WHAT THIS TASK INVOLVES ▸ Between the line containing "Where can the recessed" and the line containing "Where can the black trash" lies a run of lines; give that run again exactly, with both of those lines, and nothing else from the entries below.

▬▬▬

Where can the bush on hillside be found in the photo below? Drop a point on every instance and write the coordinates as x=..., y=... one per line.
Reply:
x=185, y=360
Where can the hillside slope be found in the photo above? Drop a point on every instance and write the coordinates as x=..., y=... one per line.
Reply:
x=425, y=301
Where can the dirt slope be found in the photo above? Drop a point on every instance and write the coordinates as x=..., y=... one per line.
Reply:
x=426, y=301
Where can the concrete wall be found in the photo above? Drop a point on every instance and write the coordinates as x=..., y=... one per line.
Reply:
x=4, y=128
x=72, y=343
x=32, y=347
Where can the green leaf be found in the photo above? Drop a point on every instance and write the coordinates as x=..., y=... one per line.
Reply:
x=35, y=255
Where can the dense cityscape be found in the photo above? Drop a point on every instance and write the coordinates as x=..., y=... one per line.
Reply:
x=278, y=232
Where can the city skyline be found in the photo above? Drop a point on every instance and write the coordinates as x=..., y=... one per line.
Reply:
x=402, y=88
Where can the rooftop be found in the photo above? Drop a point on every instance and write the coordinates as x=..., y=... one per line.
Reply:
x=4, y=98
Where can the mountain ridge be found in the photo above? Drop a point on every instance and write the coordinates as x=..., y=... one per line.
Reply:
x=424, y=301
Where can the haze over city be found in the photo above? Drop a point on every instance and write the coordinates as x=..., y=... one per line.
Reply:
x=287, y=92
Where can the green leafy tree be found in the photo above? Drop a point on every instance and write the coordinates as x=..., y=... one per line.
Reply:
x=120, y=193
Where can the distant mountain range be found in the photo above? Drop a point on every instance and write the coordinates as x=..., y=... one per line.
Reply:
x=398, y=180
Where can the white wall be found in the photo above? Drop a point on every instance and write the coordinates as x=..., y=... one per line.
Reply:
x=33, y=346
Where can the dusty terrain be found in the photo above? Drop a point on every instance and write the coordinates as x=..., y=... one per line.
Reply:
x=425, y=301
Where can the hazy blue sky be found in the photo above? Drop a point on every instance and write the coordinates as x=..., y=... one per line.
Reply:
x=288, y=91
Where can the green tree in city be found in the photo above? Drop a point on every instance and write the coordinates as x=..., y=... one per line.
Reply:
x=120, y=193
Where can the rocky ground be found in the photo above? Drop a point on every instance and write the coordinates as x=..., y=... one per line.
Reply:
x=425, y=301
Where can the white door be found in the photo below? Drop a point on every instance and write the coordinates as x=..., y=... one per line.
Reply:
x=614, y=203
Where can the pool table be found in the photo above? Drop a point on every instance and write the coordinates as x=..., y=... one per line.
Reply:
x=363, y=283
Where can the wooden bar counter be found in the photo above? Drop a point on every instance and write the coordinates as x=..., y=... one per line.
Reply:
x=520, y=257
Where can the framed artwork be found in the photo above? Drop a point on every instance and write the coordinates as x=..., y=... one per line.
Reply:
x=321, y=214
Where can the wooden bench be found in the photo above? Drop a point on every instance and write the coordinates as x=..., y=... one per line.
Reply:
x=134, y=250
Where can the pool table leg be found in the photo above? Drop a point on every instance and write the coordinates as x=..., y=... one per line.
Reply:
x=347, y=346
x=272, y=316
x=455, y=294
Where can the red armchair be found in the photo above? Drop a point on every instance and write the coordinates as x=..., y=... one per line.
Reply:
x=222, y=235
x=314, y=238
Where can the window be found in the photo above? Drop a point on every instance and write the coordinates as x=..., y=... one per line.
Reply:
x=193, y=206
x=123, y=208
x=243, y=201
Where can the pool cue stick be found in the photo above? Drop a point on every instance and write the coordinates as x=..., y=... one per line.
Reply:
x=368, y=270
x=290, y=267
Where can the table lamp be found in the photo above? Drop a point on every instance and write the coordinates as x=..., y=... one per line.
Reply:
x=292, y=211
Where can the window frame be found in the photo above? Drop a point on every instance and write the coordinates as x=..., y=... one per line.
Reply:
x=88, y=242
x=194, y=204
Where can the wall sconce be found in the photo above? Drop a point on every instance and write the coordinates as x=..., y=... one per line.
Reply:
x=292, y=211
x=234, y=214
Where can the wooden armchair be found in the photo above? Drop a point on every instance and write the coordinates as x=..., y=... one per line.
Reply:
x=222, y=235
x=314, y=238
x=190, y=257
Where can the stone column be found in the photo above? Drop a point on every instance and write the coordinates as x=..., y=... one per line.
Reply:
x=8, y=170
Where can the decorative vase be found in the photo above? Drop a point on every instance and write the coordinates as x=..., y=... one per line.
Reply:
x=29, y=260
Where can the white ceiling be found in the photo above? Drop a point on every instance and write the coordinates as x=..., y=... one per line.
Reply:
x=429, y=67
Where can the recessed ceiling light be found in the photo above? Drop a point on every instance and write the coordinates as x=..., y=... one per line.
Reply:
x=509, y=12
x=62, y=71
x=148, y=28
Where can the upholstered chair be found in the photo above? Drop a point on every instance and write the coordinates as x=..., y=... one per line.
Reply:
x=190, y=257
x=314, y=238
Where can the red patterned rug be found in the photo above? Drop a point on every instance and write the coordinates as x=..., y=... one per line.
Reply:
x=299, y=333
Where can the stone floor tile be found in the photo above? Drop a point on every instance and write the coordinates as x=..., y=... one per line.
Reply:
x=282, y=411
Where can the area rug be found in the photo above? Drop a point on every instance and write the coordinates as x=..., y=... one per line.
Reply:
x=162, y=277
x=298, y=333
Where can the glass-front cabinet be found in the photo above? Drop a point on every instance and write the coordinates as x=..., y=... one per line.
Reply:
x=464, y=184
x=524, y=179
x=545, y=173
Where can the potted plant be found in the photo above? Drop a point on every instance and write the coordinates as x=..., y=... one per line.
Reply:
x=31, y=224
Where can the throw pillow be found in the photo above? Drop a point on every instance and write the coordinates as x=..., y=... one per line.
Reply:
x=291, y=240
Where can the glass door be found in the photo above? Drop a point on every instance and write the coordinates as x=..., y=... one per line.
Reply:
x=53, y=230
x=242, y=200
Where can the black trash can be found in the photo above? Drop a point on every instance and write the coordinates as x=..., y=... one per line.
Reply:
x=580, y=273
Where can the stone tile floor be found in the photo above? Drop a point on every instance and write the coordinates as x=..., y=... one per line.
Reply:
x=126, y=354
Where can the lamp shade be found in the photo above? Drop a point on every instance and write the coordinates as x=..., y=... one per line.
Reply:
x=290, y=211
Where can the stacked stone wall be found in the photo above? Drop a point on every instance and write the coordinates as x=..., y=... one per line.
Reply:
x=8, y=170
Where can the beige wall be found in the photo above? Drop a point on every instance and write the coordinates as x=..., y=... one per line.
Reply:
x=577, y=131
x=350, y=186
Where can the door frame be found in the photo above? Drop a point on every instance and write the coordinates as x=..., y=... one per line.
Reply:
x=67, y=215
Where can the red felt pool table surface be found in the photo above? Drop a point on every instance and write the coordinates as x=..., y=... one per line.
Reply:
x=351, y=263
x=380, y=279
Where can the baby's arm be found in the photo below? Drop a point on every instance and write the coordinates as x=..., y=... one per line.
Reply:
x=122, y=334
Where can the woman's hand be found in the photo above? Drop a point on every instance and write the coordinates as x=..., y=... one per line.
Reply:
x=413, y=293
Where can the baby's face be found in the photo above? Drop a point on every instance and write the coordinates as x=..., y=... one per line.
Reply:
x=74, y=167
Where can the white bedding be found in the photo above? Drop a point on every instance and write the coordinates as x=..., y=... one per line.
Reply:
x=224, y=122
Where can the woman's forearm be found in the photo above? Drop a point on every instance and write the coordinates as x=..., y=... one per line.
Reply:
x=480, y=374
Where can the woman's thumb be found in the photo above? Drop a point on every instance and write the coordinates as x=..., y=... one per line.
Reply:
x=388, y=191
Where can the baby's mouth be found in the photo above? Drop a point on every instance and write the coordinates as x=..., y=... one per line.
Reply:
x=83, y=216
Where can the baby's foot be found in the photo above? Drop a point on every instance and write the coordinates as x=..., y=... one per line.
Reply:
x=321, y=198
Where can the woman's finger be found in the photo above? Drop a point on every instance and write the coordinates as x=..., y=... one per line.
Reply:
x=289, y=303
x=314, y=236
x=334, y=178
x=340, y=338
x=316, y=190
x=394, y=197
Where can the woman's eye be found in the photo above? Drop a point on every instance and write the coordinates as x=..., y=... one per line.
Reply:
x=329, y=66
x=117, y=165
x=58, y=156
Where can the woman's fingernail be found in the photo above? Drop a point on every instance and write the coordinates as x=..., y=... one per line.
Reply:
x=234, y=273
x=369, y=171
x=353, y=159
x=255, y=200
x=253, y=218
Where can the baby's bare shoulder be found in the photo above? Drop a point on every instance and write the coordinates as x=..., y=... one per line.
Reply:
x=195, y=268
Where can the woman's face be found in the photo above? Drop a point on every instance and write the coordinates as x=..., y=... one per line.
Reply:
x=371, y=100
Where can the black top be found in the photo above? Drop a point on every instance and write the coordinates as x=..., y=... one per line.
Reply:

▬▬▬

EXERCISE SOLUTION ▸
Where can the recessed ceiling light be found in the photo above? Drop a point on every instance and write the coordinates as x=..., y=... one per line.
Reply:
x=509, y=12
x=62, y=71
x=148, y=28
Where can the upholstered chair be found in the photo above? Drop a point on every instance and write the coordinates as x=..., y=... one per line.
Reply:
x=190, y=257
x=314, y=238
Where can the red patterned rug be found in the photo above? Drop a point on every instance and write the coordinates as x=..., y=... one per line.
Reply:
x=299, y=333
Where can the stone floor tile be found in the photo above? Drop a point on every instance and write the coordinates as x=..., y=... one per line.
Reply:
x=282, y=411
Where can the area rug be found in the photo above? Drop a point on every instance and write the coordinates as x=..., y=... one per line.
Reply:
x=162, y=277
x=298, y=333
Where can the glass-front cabinet be found in the photo above? Drop a point on every instance and write the coordinates as x=..., y=... one per line.
Reply:
x=464, y=184
x=524, y=179
x=545, y=173
Where can the potted plant be found in the photo above? Drop a point on every instance and write the coordinates as x=..., y=... one per line.
Reply:
x=31, y=224
Where can the throw pillow be found in the photo above? Drop a point on every instance and write the coordinates as x=..., y=... one per line.
Reply:
x=291, y=240
Where can the glass door be found in the photo above? Drop a point on every instance and write the coordinates as x=..., y=... one per line.
Reply:
x=53, y=230
x=242, y=200
Where can the black trash can be found in the photo above? Drop a point on every instance and write the coordinates as x=..., y=... one per line.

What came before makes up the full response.